ACTION ITEM –
Images excluded, reproduce each line of the records exactly as it stands.
________________________________________
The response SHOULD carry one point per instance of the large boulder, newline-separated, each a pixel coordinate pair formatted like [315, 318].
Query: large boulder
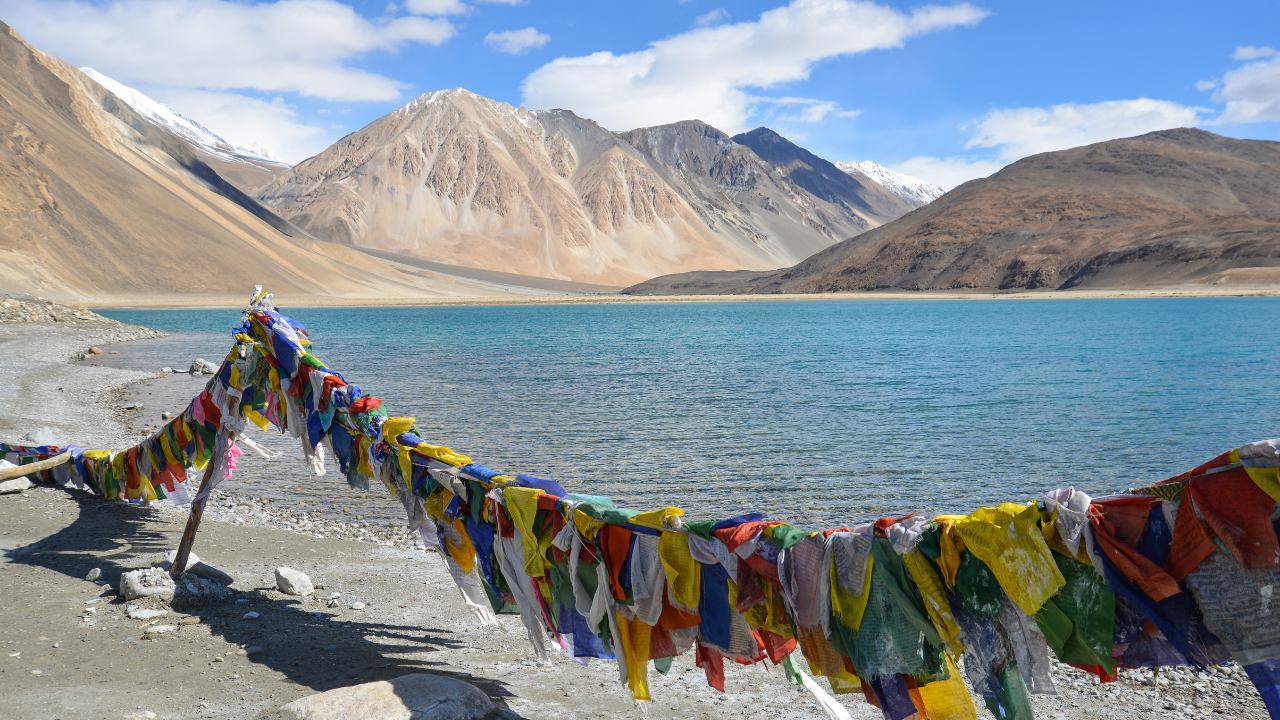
[151, 582]
[293, 582]
[412, 697]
________________________________________
SOLUTION TO THIS PROBLEM –
The response SHOULD carry one point per instance of the large boulder, newline-separated, each a pixel coordinate pair formatted like [315, 318].
Query: large boulder
[151, 582]
[293, 582]
[412, 697]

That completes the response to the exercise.